Saved entries

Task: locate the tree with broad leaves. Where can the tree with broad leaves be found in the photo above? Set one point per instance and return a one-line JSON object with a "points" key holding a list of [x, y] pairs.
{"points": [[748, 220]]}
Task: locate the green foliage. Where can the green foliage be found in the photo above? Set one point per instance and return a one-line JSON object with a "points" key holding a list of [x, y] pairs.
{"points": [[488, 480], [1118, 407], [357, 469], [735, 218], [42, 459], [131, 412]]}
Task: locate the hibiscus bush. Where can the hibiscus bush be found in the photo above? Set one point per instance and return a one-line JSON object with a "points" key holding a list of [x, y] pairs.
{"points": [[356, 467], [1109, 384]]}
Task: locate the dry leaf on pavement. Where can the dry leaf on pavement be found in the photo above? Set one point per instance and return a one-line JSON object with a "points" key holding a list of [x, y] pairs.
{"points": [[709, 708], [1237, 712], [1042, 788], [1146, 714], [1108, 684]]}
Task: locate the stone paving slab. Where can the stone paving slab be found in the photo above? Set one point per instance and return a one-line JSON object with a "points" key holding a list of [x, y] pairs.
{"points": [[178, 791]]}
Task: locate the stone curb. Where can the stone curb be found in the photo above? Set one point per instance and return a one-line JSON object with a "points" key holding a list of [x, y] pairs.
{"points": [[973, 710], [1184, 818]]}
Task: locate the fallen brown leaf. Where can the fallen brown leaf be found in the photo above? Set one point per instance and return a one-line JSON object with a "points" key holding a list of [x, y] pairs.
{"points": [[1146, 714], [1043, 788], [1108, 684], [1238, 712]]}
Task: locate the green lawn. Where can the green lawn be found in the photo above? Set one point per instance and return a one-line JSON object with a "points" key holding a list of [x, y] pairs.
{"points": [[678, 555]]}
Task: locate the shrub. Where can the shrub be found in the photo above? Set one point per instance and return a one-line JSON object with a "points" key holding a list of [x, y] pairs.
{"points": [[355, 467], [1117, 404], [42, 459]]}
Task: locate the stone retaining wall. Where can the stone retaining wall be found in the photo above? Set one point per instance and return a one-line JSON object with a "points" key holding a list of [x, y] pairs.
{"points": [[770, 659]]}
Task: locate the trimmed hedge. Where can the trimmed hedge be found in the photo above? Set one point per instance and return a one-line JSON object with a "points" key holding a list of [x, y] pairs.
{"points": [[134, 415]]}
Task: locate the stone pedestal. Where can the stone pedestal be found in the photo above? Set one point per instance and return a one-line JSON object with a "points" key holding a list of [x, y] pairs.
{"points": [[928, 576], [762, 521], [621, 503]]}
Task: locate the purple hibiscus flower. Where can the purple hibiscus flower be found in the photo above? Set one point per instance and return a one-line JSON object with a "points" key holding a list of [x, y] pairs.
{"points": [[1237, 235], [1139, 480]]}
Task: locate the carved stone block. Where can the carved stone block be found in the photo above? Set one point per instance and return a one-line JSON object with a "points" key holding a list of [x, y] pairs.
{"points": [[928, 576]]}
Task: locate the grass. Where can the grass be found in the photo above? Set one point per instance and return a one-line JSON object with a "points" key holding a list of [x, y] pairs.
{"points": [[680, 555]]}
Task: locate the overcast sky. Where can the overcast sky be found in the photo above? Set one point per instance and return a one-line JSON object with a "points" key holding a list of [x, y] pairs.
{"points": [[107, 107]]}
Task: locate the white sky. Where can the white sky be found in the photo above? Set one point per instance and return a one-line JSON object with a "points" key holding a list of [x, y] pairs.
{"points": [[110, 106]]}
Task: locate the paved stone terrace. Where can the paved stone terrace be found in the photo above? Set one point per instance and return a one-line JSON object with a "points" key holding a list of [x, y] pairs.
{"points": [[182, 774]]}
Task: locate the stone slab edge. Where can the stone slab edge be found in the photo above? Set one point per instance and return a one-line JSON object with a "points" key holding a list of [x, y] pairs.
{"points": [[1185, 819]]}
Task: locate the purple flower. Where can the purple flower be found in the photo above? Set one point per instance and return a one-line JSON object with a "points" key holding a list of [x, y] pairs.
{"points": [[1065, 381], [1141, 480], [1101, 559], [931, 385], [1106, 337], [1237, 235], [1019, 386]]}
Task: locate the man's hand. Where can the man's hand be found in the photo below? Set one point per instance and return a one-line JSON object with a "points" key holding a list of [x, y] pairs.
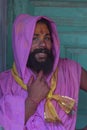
{"points": [[37, 91]]}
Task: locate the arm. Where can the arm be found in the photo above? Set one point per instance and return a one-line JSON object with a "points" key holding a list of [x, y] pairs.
{"points": [[37, 91], [83, 83]]}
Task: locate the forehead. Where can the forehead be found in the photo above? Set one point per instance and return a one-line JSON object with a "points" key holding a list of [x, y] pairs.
{"points": [[41, 28]]}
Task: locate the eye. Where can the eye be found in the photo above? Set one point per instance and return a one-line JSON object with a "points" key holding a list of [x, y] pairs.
{"points": [[35, 39], [47, 38]]}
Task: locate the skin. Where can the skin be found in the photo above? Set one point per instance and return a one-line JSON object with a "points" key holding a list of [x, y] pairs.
{"points": [[42, 39]]}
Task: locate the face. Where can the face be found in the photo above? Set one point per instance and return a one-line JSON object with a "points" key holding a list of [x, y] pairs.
{"points": [[41, 56], [41, 40]]}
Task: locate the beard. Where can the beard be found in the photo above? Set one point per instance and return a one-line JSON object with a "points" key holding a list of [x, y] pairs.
{"points": [[46, 66]]}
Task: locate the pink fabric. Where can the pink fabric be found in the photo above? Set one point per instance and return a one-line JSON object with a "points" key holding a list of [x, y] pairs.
{"points": [[12, 96]]}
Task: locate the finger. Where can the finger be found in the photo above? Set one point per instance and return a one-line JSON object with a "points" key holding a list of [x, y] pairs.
{"points": [[40, 75], [30, 81]]}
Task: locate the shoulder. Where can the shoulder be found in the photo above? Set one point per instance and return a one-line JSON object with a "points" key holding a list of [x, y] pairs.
{"points": [[5, 78], [65, 62]]}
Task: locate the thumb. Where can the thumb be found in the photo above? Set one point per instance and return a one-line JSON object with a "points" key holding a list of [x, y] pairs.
{"points": [[30, 81]]}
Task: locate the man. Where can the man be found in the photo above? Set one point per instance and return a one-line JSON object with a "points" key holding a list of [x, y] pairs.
{"points": [[41, 91]]}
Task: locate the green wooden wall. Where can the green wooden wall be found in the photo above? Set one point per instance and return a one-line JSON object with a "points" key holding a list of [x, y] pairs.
{"points": [[71, 19]]}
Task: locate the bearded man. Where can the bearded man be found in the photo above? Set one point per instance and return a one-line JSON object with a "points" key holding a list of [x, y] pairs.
{"points": [[41, 90]]}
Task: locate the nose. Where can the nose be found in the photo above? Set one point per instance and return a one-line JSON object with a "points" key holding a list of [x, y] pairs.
{"points": [[42, 44]]}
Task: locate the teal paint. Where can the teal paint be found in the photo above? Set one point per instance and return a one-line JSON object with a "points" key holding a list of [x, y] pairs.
{"points": [[14, 8], [71, 21]]}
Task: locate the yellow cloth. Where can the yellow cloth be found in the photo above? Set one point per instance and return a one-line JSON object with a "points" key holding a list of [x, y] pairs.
{"points": [[50, 114]]}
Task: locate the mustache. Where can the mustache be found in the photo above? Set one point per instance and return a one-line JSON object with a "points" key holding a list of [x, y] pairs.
{"points": [[41, 50]]}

## THE PROBLEM:
Each entry above is to be written out exactly. The pictures stay out.

## ANSWER:
Task: locate the tree with broad leaves. Where can the tree with broad leaves be found in the photo above? Set one point per instance and return a one-line JSON object with a "points" key holding a list of [x, y] pairs.
{"points": [[748, 220]]}
Task: locate the green foliage. Where can the green foliage be found in the photo above? Set one point per instance and return a one-line JSON object with a "points" key holding a list of [x, y] pairs.
{"points": [[488, 480], [1118, 407], [357, 469], [735, 218], [42, 459], [131, 412]]}
Task: locate the hibiscus bush. Where can the hibiscus bush be found in the photo above? Set one point per instance and return a one-line JSON object with a "points" key holding a list of [x, y] pairs.
{"points": [[356, 467], [1109, 384]]}
Task: locate the dry leaf on pavement. Where can the dry leaf on pavement be found in the photo above? Set one point per instance and return a one-line JSON object with a "points" key holding a list of [x, y] pairs.
{"points": [[709, 708], [1237, 712], [1042, 788], [1146, 714], [1108, 684]]}
Task: locate the stone paving slab. Where can the stone paving slab be found in the photo above? Set one point per instance and return a one-line JSON object with a "points" key holding a list of [x, y] pairs.
{"points": [[178, 791]]}
Task: locate the stone curb. Where can the stone curb be found in the photo above? Set one point per instance and return a one-line JSON object with a "points" key holding a list of [x, y] pairs.
{"points": [[973, 710], [1184, 818]]}
Task: locate the fallen brown leaf. Where can the fallen brown leaf be found in the photo above? Set one point per instance and return a one-line JSON object with a "points" key holding a list of [x, y] pairs.
{"points": [[1146, 714], [1043, 788], [1108, 684], [1238, 712]]}
Task: locate the green lawn. Where can the green lawn be found in the photo above? Set one point per instance and return a one-line JSON object with a "points" key holding a list of [x, y] pairs.
{"points": [[678, 555]]}
Task: locate the shrub. Where can the shrub be found in the photo above? Set one point per instance and return a one-line JSON object with a "points" key holding a list of [x, y] pairs.
{"points": [[355, 467], [1117, 404], [42, 459]]}
Task: locate the stone retaining wall. Where can the stone retaining wall be found in the photo above? Set one point per instance and return a one-line JSON object with a "points" key holding a list of [x, y] pairs.
{"points": [[770, 659]]}
Task: locate the trimmed hedge. Where can the trimmed hedge be found in the photo above? Set one point per instance and return a one-line JSON object with a "points" key holding a list of [x, y] pairs.
{"points": [[134, 415]]}
Task: locate the stone pedestal. Where can the stone pedestal be found in the photo above? Set one point per instance and return a one-line JSON object with a "points" key holding a list of [x, y] pairs.
{"points": [[928, 576], [762, 521], [621, 503]]}
Task: locate the purple hibiscus flower. Where can the purple hibiscus flower be found in the photo above? Set one point per instance and return a one-line JSON object with a "points" key holding a list of [x, y] pairs.
{"points": [[1237, 235], [1139, 480]]}
Task: locate the carved stone block. Where can the carved stone block be found in the photo above? Set one point per instance and return a one-line JSON object with a "points" key holding a list of [x, y] pairs.
{"points": [[928, 576]]}
Task: locate the grass. Where can the grass be found in the photo above? Set one point per instance and return a one-line JSON object with a "points" key holding a list of [x, y] pairs.
{"points": [[680, 555]]}
Task: locate the overcast sky. Where can the overcast sky be found in the photo above? Set one point per instance and return a one-line JSON object with a "points" key holding a list of [x, y] pairs.
{"points": [[107, 107]]}
Task: locate the white sky. Where can the white sky be found in the photo above? Set one point per instance and return a one-line JSON object with a "points" key holding a list of [x, y] pairs.
{"points": [[110, 106]]}
Task: locate the paved stone terrace. Where can the paved stone terrace be found in the photo above? Set one point per instance and return a one-line JSON object with a "points" key holding a list of [x, y] pairs.
{"points": [[182, 774]]}
Task: locate the stone slab edge. Where can the stone slab edge be found in the photo above? Set one point per instance and return a one-line JSON object with a "points" key holding a list of [x, y] pairs.
{"points": [[1185, 819]]}
Task: locate the purple flower. Where can the purple flower be found in the photo above? Set one point per instance and return a one-line JSON object with a "points" key holding a list of [x, y] pairs.
{"points": [[1065, 381], [1141, 480], [1101, 559], [931, 385], [1106, 337], [1237, 235], [1019, 386]]}
Task: locate the man's hand. Where can the man's hand be found in the photo below? Set one point per instance and return a one-line JSON object with a "points" key holding a list of [x, y] pairs.
{"points": [[37, 91]]}
Task: locate the arm. Where can the arm be found in the photo above? Set one point per instance and return a one-line JSON object with a "points" key holding a list of [x, y] pairs.
{"points": [[37, 91], [83, 83]]}
Task: locate the forehead. Where can the forehead be found in the photo above? Set one point per instance and return a one-line JSON object with a "points" key holding a list of [x, y] pairs.
{"points": [[41, 28]]}
Task: locate the eye. Where can the eye be found in the photo above? Set one point per instance and return a one-line JSON object with a "points" key holding a list of [x, y] pairs.
{"points": [[35, 39], [47, 38]]}
Task: locate the skin. Where can the skin be found in the photo above? Set one point per instance and return a one-line JSON object with a "points" key holding a list of [x, y] pairs.
{"points": [[42, 39]]}
Task: locate the face. Where can the face be found in the photo above? Set one point per instance and return a one-line JSON object with a "points" key holding a list of [x, y] pairs.
{"points": [[41, 56], [41, 40]]}
Task: locate the beard. Where can the beard be found in the photo above? Set one point per instance and return a one-line JSON object with a "points" key holding a list of [x, y] pairs.
{"points": [[46, 66]]}
Task: locate the pink fabric. Where can the pink fabric be found in the photo above? Set one point per instance and return a one-line JSON object with a "points" key holding a list of [x, y] pairs.
{"points": [[12, 96]]}
Task: locate the finger. Where can the finger be found in the photo above? Set one point per instance and return a one-line JSON object with a "points" key holding a list of [x, y] pairs.
{"points": [[40, 75], [30, 81]]}
Task: locate the shoulder. Where can the shoulder be found in the photo above? Set one point per instance and return a one-line JSON object with a "points" key holding a list of [x, y] pairs.
{"points": [[5, 78], [65, 62]]}
Task: locate the thumb. Where can the thumb be found in the photo above? Set one point per instance and return a one-line JSON object with a "points" key holding a list of [x, y] pairs.
{"points": [[30, 81]]}
Task: locate the man. Where can the man be found in the photo above? Set one point per instance and return a one-line JSON object with a "points" key holding a list of [x, y] pairs.
{"points": [[41, 91]]}
Task: locate the green wooden wall. Where can the green wooden wall be found in the photo above? Set one point per instance and return a one-line JSON object with a "points" key holding a list of [x, y] pairs.
{"points": [[71, 19]]}
Task: locate the bearded man. Where can the bearded man be found in the photo above? Set one point per instance and return a one-line JSON object with a "points" key holding a list of [x, y] pairs.
{"points": [[41, 90]]}
Task: locate the nose. Where can the nose be found in the photo above? Set one point per instance and return a one-line JSON object with a "points" key holding a list of [x, y] pairs.
{"points": [[42, 44]]}
Task: locate the teal paint. Where can the teal paint be found in the photo above? Set one point per instance and return a one-line JSON object with a "points" key holding a list of [x, y] pairs.
{"points": [[14, 8], [71, 21]]}
Task: locate the yellow cloth. Where can the yellow cloth be found in the photo above? Set one point per instance and return a one-line JSON object with a "points" key holding a list of [x, y] pairs.
{"points": [[50, 114]]}
Task: locate the mustache. Where can the mustache be found in the photo above? Set one point per instance and return a one-line JSON object with a "points" key holding a list of [x, y] pairs.
{"points": [[41, 50]]}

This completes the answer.